▶ [Short problem] Reproduce every line of the material below word for word, keeping the lines in their original order.
---
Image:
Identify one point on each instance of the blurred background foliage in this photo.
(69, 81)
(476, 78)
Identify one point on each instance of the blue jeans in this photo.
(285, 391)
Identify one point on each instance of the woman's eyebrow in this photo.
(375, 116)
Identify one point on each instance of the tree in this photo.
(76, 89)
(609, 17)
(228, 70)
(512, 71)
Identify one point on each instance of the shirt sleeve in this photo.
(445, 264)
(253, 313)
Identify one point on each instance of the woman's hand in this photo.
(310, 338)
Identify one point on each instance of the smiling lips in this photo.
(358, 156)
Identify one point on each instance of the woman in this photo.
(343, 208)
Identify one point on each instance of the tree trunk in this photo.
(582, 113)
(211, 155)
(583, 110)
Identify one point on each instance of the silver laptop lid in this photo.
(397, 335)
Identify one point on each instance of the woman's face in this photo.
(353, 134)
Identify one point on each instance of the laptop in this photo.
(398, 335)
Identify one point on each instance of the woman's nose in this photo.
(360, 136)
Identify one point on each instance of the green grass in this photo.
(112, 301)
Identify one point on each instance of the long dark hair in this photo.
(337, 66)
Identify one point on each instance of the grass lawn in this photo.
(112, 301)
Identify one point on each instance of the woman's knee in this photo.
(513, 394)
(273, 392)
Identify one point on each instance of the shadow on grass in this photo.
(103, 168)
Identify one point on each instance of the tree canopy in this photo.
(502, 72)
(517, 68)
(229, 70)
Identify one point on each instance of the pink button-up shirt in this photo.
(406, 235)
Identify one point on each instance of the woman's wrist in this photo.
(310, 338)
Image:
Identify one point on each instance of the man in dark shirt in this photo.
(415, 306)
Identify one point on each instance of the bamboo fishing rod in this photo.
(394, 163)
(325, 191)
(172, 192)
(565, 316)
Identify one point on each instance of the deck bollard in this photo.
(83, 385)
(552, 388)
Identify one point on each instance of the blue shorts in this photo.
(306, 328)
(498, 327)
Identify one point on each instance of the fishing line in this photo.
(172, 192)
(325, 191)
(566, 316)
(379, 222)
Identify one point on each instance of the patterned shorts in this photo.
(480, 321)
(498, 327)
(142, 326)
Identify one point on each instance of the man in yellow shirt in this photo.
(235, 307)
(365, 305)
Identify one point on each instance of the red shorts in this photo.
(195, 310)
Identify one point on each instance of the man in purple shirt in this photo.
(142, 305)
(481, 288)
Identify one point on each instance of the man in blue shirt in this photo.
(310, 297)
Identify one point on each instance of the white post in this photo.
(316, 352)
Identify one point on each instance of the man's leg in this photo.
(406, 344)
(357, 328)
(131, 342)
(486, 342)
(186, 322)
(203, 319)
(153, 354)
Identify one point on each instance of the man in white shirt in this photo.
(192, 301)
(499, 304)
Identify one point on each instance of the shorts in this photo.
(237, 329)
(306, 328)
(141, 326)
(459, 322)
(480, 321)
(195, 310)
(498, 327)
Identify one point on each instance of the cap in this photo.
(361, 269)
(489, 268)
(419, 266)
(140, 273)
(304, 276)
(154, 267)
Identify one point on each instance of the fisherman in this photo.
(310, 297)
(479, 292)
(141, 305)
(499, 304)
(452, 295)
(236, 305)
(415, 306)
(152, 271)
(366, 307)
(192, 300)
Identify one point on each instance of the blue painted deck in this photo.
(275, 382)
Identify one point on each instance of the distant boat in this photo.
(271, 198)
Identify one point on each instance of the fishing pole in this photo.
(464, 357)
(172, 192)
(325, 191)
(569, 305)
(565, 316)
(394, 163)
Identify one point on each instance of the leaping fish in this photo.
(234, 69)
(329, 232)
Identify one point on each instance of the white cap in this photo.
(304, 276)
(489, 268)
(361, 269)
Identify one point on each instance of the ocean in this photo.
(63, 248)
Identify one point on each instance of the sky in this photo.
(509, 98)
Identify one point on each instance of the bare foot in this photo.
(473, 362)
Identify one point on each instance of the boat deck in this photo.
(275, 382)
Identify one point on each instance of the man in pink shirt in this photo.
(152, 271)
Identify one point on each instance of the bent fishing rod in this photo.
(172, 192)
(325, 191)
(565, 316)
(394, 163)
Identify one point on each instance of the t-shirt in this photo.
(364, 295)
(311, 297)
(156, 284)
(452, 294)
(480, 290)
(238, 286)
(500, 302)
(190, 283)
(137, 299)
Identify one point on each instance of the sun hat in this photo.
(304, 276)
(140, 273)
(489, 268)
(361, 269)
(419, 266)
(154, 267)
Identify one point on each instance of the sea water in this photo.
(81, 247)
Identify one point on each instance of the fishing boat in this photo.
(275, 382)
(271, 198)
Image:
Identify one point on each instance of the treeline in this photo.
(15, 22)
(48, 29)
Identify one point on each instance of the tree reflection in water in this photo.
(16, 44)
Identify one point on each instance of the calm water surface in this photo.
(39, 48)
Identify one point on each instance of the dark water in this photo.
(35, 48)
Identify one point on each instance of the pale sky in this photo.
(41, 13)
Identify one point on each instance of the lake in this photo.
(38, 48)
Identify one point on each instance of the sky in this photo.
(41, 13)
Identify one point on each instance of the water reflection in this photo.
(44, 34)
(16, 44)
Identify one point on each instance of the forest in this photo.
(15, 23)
---
▶ [Solution for this problem]
Image:
Identify one point on each instance of the blurred background foliage in this photo.
(69, 81)
(476, 78)
Identify one point on each instance of the blue jeans in this photo.
(285, 391)
Identify one point on each instance of the woman's eyebrow in this photo.
(375, 116)
Identify one point on each instance of the tree in this photo.
(76, 89)
(609, 17)
(228, 70)
(512, 71)
Identify one point on each instance of the shirt sleeve in this photo.
(445, 264)
(253, 313)
Identify one point on each instance of the woman's hand in this photo.
(310, 338)
Identify one point on each instance of the smiling lips in this photo.
(358, 156)
Identify one point on each instance of the woman in this photo.
(343, 208)
Identify one point on each instance of the tree trunk in this photo.
(582, 113)
(211, 155)
(583, 110)
Identify one point on each instance of the silver laptop lid in this photo.
(397, 335)
Identify one point on each instance of the woman's face in this photo.
(353, 134)
Identify one point on each instance of the laptop in this photo.
(398, 335)
Identify one point on each instance of the woman's nose in this photo.
(360, 136)
Identify one point on each instance of the green grass in this photo.
(112, 301)
Identify one point on each instance of the long dark hair in this photo.
(337, 66)
Identify one point on each instance of the grass lawn in this photo.
(112, 301)
Identify one point on each instance of the woman's knee in this photo.
(513, 394)
(273, 392)
Identify one point on each instance of the shadow on grass in this photo.
(103, 168)
Identify one point on each instance of the tree canopy in this photo.
(502, 72)
(517, 68)
(229, 70)
Identify one point on each instance of the pink button-up shirt in this photo.
(406, 235)
Identify one point on each instance of the woman's wrist in this photo.
(310, 338)
Image:
Identify one point on each instance of the man in dark shirt in this photo.
(415, 306)
Identify one point on each instance of the bamboo fishing rod in this photo.
(394, 163)
(325, 191)
(172, 192)
(565, 316)
Identify one point on each instance of the deck bollard in this photo.
(83, 385)
(552, 388)
Identify one point on each instance of the blue shorts in this photo.
(306, 328)
(498, 327)
Identify one point on each instance of the fishing line in this photo.
(172, 192)
(325, 191)
(566, 316)
(379, 222)
Identify one point on each instance of the patterned shorts in this photo.
(480, 321)
(498, 327)
(142, 326)
Identify one point on each instance of the man in yellow shirt in this photo.
(235, 307)
(365, 305)
Identify one point on each instance of the red shorts in this photo.
(195, 310)
Identify one point on each instance of the man in purple shirt in this photo.
(142, 305)
(481, 288)
Identify one point on each instance of the man in blue shirt in this photo.
(310, 297)
Identify one point on each instance of the white post in this photo.
(316, 352)
Identify one point on each instance of the man's leg in this photo.
(406, 344)
(357, 328)
(131, 342)
(486, 342)
(186, 322)
(203, 319)
(153, 354)
Identify one point on each instance of the man in white shirt in this photo.
(192, 301)
(499, 304)
Identify one point on each instance of the shorts in this photo.
(237, 329)
(306, 328)
(141, 326)
(459, 322)
(480, 321)
(195, 310)
(498, 327)
Identify one point on each instance of the cap in this photo.
(361, 269)
(489, 268)
(419, 266)
(140, 273)
(304, 276)
(154, 267)
Identify one point on each instance of the fisherman in this photo.
(310, 297)
(479, 292)
(141, 305)
(499, 304)
(452, 295)
(236, 305)
(415, 306)
(152, 271)
(366, 307)
(192, 300)
Identify one point on each instance of the blue painted deck in this photo.
(275, 382)
Identify one point on each instance of the distant boat in this photo.
(271, 198)
Identify one point on each instance of the fishing pole in this photo.
(464, 357)
(172, 192)
(325, 191)
(569, 305)
(565, 316)
(394, 163)
Identify one point on each instance of the leaping fish in this photo.
(234, 69)
(329, 232)
Identify one point on each instance of the white cap in this photo.
(304, 276)
(489, 268)
(361, 269)
Identify one point on each instance of the ocean in this photo.
(63, 248)
Identify one point on each instance of the sky in this photo.
(509, 98)
Identify one point on each instance of the bare foot in this photo.
(473, 362)
Identify one point on each instance of the boat deck in this photo.
(275, 382)
Identify one point on each instance of the man in pink shirt in this photo.
(152, 271)
Identify one point on each instance of the bent fishing rod in this photo.
(172, 192)
(325, 191)
(565, 316)
(394, 163)
Identify one point on each instance of the t-shirt in this photo.
(364, 295)
(311, 297)
(156, 284)
(452, 294)
(480, 290)
(238, 286)
(500, 302)
(190, 283)
(137, 299)
Identify one point on each instance of the sun hat in this photo.
(304, 276)
(140, 273)
(489, 268)
(361, 269)
(419, 266)
(154, 267)
Identify one point on each instance of the sea water in this photo.
(81, 247)
Identify one point on each instance of the fishing boat in this photo.
(275, 382)
(271, 198)
Image:
Identify one point on each instance of the treeline in this photo.
(15, 22)
(48, 29)
Identify one point on each instance of the tree reflection in water in this photo.
(16, 44)
Identify one point on each instance of the calm water surface in this photo.
(39, 48)
Identify one point on each instance of the dark water in this photo.
(35, 48)
Identify one point on each instance of the pale sky in this photo.
(41, 13)
Identify one point on each instance of the lake in this photo.
(38, 48)
Identify one point on each instance of the sky in this photo.
(41, 13)
Identify one point on each instance of the water reflection in this photo.
(44, 34)
(16, 44)
Identify one point on each instance of the forest in this photo.
(15, 23)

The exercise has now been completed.